# Work instructions
Find every line in the data below that contains the string "yellow", treating uppercase and lowercase as different, and copy each of those lines.

"""

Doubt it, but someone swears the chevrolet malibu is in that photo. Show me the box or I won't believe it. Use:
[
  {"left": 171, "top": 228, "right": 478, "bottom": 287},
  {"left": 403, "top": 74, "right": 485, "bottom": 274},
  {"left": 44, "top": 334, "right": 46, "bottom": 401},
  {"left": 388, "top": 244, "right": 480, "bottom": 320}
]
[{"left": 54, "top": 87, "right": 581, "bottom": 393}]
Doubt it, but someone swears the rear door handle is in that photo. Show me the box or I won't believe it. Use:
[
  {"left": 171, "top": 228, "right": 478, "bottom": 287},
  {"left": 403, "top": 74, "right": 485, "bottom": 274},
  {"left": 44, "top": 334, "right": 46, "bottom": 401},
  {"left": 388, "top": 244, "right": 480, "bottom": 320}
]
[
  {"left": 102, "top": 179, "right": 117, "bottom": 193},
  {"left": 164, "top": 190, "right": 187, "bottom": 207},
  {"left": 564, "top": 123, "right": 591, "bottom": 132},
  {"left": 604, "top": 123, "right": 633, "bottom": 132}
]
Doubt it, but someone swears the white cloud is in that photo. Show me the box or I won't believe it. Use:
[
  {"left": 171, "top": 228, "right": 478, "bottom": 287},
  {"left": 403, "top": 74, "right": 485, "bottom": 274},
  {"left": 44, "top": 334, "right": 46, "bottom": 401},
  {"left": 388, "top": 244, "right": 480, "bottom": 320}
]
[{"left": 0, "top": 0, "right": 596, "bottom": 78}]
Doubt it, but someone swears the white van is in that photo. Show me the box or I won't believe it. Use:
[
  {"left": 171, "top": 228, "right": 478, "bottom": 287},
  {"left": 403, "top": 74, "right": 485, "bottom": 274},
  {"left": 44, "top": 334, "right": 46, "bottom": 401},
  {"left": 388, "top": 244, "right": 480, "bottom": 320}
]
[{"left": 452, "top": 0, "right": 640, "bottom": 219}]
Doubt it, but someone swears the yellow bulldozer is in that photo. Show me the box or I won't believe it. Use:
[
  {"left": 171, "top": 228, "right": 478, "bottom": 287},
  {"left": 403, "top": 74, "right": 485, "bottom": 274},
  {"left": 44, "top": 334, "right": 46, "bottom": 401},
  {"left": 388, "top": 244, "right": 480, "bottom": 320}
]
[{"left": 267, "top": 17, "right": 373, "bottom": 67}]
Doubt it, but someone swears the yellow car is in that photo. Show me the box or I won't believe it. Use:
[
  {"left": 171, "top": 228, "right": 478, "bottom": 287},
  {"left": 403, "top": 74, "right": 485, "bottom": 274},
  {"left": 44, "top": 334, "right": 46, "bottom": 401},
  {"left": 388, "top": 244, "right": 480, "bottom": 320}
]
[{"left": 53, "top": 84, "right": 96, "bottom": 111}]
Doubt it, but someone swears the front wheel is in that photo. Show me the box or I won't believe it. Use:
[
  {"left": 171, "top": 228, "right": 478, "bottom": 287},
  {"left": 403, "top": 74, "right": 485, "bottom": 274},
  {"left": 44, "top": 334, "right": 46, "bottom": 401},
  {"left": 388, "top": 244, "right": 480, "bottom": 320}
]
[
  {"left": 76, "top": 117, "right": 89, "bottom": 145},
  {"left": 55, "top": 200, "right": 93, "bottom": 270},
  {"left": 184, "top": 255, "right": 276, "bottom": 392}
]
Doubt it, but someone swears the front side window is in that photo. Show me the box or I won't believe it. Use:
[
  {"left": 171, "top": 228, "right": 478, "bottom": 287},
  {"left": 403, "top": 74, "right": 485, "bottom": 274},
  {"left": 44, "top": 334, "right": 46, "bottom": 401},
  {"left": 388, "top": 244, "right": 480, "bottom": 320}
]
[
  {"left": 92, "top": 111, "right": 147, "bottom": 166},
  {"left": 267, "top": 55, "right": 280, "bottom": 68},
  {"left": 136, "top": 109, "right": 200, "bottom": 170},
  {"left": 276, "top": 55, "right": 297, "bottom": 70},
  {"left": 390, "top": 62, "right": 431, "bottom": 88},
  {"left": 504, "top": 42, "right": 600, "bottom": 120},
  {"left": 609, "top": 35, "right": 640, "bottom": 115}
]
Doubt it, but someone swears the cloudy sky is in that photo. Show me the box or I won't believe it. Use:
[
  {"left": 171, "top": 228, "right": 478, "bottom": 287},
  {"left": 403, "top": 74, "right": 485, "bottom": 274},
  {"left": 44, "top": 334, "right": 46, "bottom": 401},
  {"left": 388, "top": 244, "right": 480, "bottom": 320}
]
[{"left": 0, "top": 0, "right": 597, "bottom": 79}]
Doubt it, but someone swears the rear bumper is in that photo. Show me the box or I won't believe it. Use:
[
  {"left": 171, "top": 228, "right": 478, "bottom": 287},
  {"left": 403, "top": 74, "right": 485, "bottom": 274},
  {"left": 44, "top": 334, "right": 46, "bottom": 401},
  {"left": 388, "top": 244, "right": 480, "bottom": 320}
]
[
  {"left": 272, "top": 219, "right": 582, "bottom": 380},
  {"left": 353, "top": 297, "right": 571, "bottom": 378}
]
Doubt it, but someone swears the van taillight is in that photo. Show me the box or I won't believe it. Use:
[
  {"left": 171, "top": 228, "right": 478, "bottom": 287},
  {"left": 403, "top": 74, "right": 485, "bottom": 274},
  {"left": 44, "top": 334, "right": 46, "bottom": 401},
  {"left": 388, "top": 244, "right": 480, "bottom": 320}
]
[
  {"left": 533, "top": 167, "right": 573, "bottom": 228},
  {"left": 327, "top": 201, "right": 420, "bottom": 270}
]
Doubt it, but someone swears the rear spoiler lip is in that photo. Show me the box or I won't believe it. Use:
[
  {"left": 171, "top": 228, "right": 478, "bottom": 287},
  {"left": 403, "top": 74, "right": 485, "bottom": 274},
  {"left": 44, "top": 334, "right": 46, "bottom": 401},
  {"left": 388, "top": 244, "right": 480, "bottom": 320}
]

"""

# Task response
Doubt it, but someone swears the yellow bulldozer is in that photo. Show me the box or I won't believe it. Use:
Doubt it, but someone swears the yellow car is in that photo. Show me the box or I won't believe it. Use:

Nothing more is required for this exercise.